• _Short task_: Retype the material in full, keeping every word the same.

-- Begin The input --

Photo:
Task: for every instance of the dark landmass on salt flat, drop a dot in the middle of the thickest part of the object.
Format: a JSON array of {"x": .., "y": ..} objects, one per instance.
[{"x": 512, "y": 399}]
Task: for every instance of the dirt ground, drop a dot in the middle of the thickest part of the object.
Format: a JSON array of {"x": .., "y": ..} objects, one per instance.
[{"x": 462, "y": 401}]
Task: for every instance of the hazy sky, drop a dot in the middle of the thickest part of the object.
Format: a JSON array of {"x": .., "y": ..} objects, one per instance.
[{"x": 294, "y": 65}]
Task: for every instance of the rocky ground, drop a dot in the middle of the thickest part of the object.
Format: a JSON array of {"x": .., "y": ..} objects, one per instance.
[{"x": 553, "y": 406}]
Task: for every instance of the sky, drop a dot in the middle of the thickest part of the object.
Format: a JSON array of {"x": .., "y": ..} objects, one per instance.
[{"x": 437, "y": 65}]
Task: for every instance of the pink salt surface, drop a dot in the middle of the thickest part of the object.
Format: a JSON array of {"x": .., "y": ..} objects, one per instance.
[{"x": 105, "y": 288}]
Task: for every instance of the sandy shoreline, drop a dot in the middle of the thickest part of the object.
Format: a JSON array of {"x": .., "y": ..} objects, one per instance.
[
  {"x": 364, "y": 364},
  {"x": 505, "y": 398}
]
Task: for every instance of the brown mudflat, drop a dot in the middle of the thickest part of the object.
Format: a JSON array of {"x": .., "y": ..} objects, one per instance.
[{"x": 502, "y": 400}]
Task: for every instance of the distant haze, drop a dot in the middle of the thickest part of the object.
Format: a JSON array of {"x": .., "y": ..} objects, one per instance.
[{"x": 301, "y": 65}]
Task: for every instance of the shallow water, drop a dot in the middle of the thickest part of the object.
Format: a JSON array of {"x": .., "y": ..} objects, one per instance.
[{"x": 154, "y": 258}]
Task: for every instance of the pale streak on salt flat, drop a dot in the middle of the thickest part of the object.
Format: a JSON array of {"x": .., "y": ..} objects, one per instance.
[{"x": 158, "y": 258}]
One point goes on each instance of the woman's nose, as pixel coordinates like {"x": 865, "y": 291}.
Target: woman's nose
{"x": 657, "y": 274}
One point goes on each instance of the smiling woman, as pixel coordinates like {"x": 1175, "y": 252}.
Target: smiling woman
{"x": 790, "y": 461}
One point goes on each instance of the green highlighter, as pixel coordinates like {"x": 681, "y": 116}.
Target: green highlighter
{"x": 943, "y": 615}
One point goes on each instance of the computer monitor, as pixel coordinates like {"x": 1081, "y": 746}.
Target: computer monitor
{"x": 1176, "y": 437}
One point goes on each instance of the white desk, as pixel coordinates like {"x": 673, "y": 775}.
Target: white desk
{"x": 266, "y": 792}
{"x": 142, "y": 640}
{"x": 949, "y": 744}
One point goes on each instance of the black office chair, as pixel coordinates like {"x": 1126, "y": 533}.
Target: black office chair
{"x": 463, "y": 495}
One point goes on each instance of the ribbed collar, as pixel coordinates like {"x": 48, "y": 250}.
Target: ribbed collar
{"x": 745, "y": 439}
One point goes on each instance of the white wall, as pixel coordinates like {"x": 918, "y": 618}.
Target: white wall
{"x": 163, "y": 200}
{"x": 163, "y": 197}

-- End The input --

• _Exercise answer_:
Photo:
Task: for every instance of the dark landmass on salt flat, drop a dot in the middle of the thickest part of the object.
Format: a JSON array of {"x": .., "y": ..} objects, one per instance.
[{"x": 512, "y": 399}]
Task: for every instance of the dirt ground, drop a dot in the middle of the thickest part of the object.
Format: a JSON array of {"x": .., "y": ..} objects, one per instance.
[{"x": 462, "y": 401}]
Task: for every instance of the hazy sky, drop a dot in the middle of the thickest part of the object.
Format: a JSON array of {"x": .., "y": ..} objects, one per instance.
[{"x": 294, "y": 65}]
Task: for every instance of the rocky ground, drop a dot in the middle of the thickest part of the object.
Format: a JSON array of {"x": .., "y": ..} objects, one per instance.
[{"x": 553, "y": 406}]
Task: for every instance of the sky, drop a dot in the middle of the thickest part of the object.
Format: a JSON array of {"x": .., "y": ..} objects, one per instance.
[{"x": 437, "y": 65}]
Task: for every instance of the pink salt surface, drop a dot in the middle of the thickest part of the object.
Format: a JSON array of {"x": .., "y": ..} objects, one per instance.
[{"x": 105, "y": 288}]
Task: for every instance of the sandy shoreline, drop a dot in the middle of the thickest part of the object.
Format: a JSON array of {"x": .., "y": ..} objects, one per instance.
[
  {"x": 364, "y": 364},
  {"x": 505, "y": 398}
]
Task: for every instance of the brown mudflat, drop a dot in the middle of the thickest part of the object.
Format: a JSON array of {"x": .., "y": ..} objects, one per instance.
[{"x": 502, "y": 400}]
Task: for every instance of the distant haze, drop a dot in the middle of the thickest part of the object.
Format: a JSON array of {"x": .., "y": ..} objects, one per instance.
[{"x": 301, "y": 65}]
Task: for every instance of the shallow water, drop a dot in the middle of the thickest part of the object.
Format: a JSON array of {"x": .., "y": ..} objects, one per instance.
[{"x": 154, "y": 258}]
Task: for every instance of the pale streak on salt flat, drop a dot in the middle of the thickest part of the object.
Format: a JSON array of {"x": .., "y": ..} objects, one per instance.
[{"x": 158, "y": 258}]
One point goes on each instance of the woman's nose, as pixel coordinates like {"x": 865, "y": 291}.
Target: woman's nose
{"x": 657, "y": 274}
One point goes on each instance of the smiling woman, as pixel coordinates like {"x": 1175, "y": 252}.
Target: smiling woman
{"x": 790, "y": 461}
One point goes on each instance of the green highlighter, as pixel coordinates like {"x": 681, "y": 116}.
Target: green highlighter
{"x": 943, "y": 615}
One point goes on each instance of the computer monitor, as pixel coordinates like {"x": 1081, "y": 746}.
Target: computer monitor
{"x": 1176, "y": 437}
One point goes on each instance of the white desk, as pixel coordinates like {"x": 673, "y": 775}.
Target: white desk
{"x": 266, "y": 792}
{"x": 142, "y": 640}
{"x": 949, "y": 744}
One point goes on each instance of the black office chair, as pixel coordinates like {"x": 1126, "y": 533}.
Target: black office chair
{"x": 463, "y": 495}
One point goes on each instance of the ribbed collar, as pixel coordinates like {"x": 48, "y": 250}.
Target: ribbed collar
{"x": 745, "y": 439}
One point goes on each instance of the white wall, as pixel coordinates like {"x": 918, "y": 618}.
Target: white wall
{"x": 163, "y": 200}
{"x": 163, "y": 197}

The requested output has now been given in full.